**Provided text:**
— begin —

More generally, the term directed percolation stands for a universality class of continuous phase transitions which are characterized by the same type of collective behavior on large scales. Directed percolation is probably the simplest universality class of transitions out of thermal equilibrium.

== Lattice models ==

Realization of permeable (solid line) or closed bonds (no line) on a tilted square lattice. The cluster of sites connected by a directed path (following the arrows) to the source (circled point) is indicated in red.

One of the simplest realizations of DP is bond directed percolation. This model is a directed variant of ordinary (isotropic) percolation and can be introduced as follows. The figure shows a tilted square lattice with bonds connecting neighboring sites. The bonds are permeable (open) with probability $p\,$ and impermeable (closed) otherwise. The sites and bonds may be interpreted as holes and randomly distributed channels of a porous medium.

— end —

**Exercises:**
(a) Reproduce verbatim the portion of the directed percolation text above, starting at "One of the simplest" and ending at "a porous medium.".
(b) Extend the directed percolation text above, picking up after its final sentence.

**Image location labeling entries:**

— begin —

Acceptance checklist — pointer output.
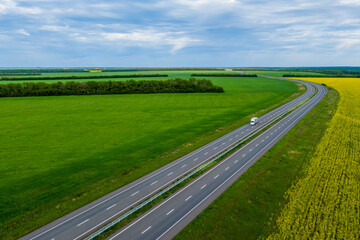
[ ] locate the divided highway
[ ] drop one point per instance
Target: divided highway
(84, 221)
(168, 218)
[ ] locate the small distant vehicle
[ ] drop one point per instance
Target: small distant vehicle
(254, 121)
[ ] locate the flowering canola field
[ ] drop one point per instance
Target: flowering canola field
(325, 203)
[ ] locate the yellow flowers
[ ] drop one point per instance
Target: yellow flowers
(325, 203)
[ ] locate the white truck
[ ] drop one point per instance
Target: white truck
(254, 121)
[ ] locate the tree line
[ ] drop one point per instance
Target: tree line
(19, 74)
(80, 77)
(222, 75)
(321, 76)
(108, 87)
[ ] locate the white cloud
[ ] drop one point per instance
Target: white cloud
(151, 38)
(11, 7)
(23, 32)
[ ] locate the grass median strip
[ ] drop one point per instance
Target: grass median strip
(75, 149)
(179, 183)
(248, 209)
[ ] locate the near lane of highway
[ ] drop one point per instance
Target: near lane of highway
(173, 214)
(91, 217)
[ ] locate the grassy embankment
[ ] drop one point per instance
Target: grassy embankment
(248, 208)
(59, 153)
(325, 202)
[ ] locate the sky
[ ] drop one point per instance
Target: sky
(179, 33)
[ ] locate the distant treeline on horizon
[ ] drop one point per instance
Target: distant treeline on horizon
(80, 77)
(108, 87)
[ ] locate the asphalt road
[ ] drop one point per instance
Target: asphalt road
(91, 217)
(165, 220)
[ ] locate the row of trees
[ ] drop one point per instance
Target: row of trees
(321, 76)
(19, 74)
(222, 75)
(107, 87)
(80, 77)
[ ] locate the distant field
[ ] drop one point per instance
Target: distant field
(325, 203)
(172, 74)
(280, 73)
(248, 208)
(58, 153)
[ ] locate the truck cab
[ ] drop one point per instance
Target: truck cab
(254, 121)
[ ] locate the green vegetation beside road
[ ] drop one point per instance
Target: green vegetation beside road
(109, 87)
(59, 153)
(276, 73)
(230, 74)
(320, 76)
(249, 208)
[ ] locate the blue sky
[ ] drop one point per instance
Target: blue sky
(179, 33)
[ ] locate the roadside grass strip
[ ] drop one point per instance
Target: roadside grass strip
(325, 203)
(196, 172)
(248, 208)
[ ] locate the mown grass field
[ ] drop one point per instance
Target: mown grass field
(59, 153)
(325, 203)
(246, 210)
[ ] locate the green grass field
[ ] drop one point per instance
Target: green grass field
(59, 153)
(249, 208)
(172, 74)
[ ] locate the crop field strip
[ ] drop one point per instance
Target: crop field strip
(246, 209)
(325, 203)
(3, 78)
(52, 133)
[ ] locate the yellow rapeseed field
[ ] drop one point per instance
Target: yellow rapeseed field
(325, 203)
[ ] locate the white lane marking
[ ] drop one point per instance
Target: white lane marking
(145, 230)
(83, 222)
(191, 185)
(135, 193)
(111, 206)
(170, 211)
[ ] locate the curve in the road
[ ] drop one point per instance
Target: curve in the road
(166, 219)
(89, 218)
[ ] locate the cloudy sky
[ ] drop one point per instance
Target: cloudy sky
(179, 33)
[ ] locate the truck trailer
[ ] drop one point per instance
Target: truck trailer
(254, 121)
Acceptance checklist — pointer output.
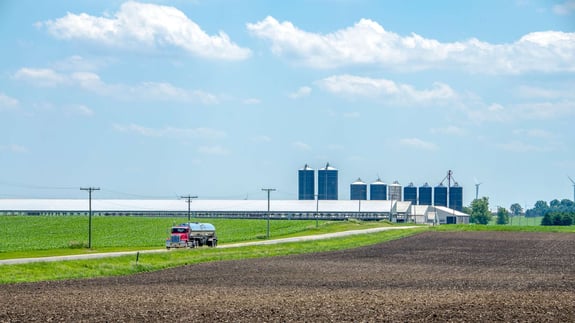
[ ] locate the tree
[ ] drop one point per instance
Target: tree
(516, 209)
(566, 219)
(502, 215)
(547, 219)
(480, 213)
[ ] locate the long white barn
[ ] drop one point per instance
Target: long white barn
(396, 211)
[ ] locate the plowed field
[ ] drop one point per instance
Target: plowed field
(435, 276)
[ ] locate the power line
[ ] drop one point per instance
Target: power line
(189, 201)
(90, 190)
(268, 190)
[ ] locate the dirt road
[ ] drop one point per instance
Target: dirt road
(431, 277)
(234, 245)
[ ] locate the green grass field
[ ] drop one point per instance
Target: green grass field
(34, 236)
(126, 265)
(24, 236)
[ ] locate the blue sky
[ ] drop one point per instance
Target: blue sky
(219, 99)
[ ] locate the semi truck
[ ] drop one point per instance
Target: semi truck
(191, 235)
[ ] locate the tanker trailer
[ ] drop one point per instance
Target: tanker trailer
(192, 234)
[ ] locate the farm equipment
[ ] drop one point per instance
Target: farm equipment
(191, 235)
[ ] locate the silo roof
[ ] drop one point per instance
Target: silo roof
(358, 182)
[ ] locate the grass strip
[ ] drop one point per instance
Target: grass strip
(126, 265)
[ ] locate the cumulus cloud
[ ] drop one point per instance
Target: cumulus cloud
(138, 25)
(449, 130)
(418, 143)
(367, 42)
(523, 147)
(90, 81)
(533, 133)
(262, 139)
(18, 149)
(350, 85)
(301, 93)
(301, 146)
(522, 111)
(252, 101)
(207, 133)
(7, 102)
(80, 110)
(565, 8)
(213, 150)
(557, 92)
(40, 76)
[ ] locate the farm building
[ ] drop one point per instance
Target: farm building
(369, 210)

— end —

**Written answers:**
(a)
One of the simplest realizations of DP is bond directed percolation. This model is a directed variant of ordinary (isotropic) percolation and can be introduced as follows. The figure shows a tilted square lattice with bonds connecting neighboring sites. The bonds are permeable (open) with probability $p\,$ and impermeable (closed) otherwise. The sites and bonds may be interpreted as holes and randomly distributed channels of a porous medium.

(b)
The difference between ordinary and directed percolation is illustrated to the right. In isotropic percolation a spreading agent (e.g. water) introduced at a particular site percolates along open bonds, generating a cluster of wet sites. Contrarily, in directed percolation the spreading agent can pass open bonds only along a preferred direction in space, as indicated by the arrow. The resulting red cluster is directed in space.

== As a dynamical process ==
Interpreting the preferred direction as a temporal degree of freedom, directed percolation can be regarded as a stochastic process that evolves in time. In a minimal, two-parameter model that includes bond and site DP as special cases, a one-dimensional chain of sites evolves in discrete time $t$, which can be viewed as a second dimension, and all sites are updated in parallel. Activating a certain site (called initial seed) at time $t=0$ the resulting cluster can be constructed row by row. The corresponding number of active sites $N(t)$ varies as time evolves.

== Universal scaling behavior ==
The DP universality class is characterized by a certain set of critical exponents. These exponents depend on the spatial dimension $d\,$. Above the so-called upper critical dimension $d\geq d_c=4\,$ they are given by their mean-field values while in
$d<4\,$ dimensions they have been estimated numerically. Current estimates are summarized in the following table:

Critical exponents of directed percolation in $d$ dimensions (September 2006)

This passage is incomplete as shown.